» **Task set**
a. Please condense the paragraph of the Swarm64 article beginning "Swarm64 is a Norwegian company" into a short bulleted list that keeps its main facts.
b. Carry the Swarm64 article forward with the paragraph that would follow its final one.
++++ Supplied passage
Swarm64 prepares to announce service-provider partners for database-acceleration stack
Swarm64, which raised $12.5m in a funding round led by Intel Capital at the start of the year, says it’s making good progress toward establishing its relational database accelerator, both on-premises and in the cloud. The company promises to announce a large EMEA cloud provider as a customer and partner in the October timeframe.
The 451 Take
It’s taken a while for the market to catch up with Swarm64’s plans, and we’ve seen some necessary repositioning over the past five years as things have evolved. But today the idea of specialist acceleration is well established. Swarm64 has had the time to fill out its stack of software technologies that can take full advantage of FPGA characteristics while hiding the fearsome complexities of FPGA programming. And significantly, FPGA instances in the cloud are here, and require higher-level software layers for customers to take advantage of them. Service providers in particular now have an urgent motivation to partner with companies such as Swarm64.
Swarm64 is a Norwegian company that was founded in 2013, with offices in Oslo, but its headquarters is in Berlin. When 451 Research first covered the company in 2015, it was positioning itself as a chip startup providing FPGA acceleration for a broader set of big-data and analytics applications. But since then it has increasingly focused its parallel processing expertise specifically on speeding up open source relational database software, building out its software stack into a much more complete and integrated offering. The original CEO, Karsten Rönner, is still in place, as is cofounder Thomas Richter, now COO. Investors include Alliance Ventures, Target Partners and Investinor, which together contributed to an $8m series A round in September 2015. That was followed in January by a $12.5m series B round led by Intel Capital. Together with seed funding, that takes total funding up to $21m to date. Swarm64 is still a lean operation, with about 30 staff, but it’s been expanding in the US by opening a new subsidiary in Palo Alto, California.
++++++++
++++ Data rows
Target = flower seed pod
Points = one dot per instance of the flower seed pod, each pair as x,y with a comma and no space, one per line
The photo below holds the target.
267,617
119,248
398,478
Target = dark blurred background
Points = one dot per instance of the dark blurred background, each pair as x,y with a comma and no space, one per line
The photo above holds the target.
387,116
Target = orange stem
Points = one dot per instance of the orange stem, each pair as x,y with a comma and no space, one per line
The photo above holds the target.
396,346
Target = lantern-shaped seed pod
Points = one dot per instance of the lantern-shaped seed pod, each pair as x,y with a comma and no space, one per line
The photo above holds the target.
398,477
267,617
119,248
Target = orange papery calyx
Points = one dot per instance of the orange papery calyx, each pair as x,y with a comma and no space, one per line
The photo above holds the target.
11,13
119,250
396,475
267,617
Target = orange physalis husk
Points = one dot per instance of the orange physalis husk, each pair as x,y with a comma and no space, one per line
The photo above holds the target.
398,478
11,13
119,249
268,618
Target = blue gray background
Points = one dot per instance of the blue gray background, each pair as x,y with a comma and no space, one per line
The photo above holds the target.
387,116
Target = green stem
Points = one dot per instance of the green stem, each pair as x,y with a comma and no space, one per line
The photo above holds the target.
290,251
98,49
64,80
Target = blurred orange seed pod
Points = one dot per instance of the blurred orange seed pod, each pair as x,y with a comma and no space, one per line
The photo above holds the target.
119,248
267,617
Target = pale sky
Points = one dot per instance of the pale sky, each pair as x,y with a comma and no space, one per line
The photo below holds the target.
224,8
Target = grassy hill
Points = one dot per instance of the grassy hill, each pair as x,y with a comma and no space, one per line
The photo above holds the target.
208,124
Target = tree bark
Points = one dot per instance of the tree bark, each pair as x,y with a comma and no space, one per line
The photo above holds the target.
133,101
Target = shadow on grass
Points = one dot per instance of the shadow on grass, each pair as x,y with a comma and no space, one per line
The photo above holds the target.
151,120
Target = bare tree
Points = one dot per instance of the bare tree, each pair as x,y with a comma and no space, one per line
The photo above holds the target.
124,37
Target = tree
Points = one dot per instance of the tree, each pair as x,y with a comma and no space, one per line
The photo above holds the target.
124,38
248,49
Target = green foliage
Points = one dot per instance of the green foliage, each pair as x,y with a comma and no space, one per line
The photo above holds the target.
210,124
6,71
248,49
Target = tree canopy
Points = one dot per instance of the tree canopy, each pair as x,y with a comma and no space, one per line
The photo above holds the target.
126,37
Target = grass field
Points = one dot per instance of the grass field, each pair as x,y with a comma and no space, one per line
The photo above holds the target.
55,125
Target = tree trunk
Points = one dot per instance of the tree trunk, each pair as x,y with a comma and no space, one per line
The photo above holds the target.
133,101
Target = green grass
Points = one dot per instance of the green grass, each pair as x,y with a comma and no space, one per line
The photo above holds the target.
++++++++
» **Outputs by task**
a.
- Norwegian company founded in 2013, with offices in Oslo and headquarters in Berlin.
- In 2015 it positioned itself as a chip startup offering FPGA acceleration for big-data and analytics applications. It has since narrowed its focus to speeding up open source relational database software and has built a more complete, integrated software stack.
- CEO Karsten Rönner is still in place, and cofounder Thomas Richter is now COO.
- Alliance Ventures, Target Partners and Investinor contributed to an $8m series A round in September 2015.
- Intel Capital led a $12.5m series B round in January.
- Total funding, including seed money, is $21m to date.
- The company has about 30 staff and is expanding in the US with a new subsidiary in Palo Alto, California.

b.
The Swarm64 SDA (Scalable Data Accelerator) requires an Intel Programmable Accelerator Card with a 20nm Arria 10GX FPGA (derived from Intel’s acquisition of Altera back in 2015). The PCI-based PAC plugs into standard servers and runs the SDA software stack. Swarm64 uses the storage engine interfaces of open source databases to offload the main CPU and take advantage of FPGA chips. It’s effectively running its own storage engine and associated software stack alongside the original storage engine. The advantage is that existing databases can be used with no application changes required. MariaDB, MySQL and PostgreSQL 10 (or 11 beta) are the three databases supported. The strong multiple of performance-to-price ratio is what’s driving interest. Swarm64 claims a fourfold performance increase over standard PostgreSQL, with a price increase of 1.7 or 1.8. Hardware costs (which are coming down) amount to a few thousand dollars, while Swarm64 charges about $1,000 per month for the software stack.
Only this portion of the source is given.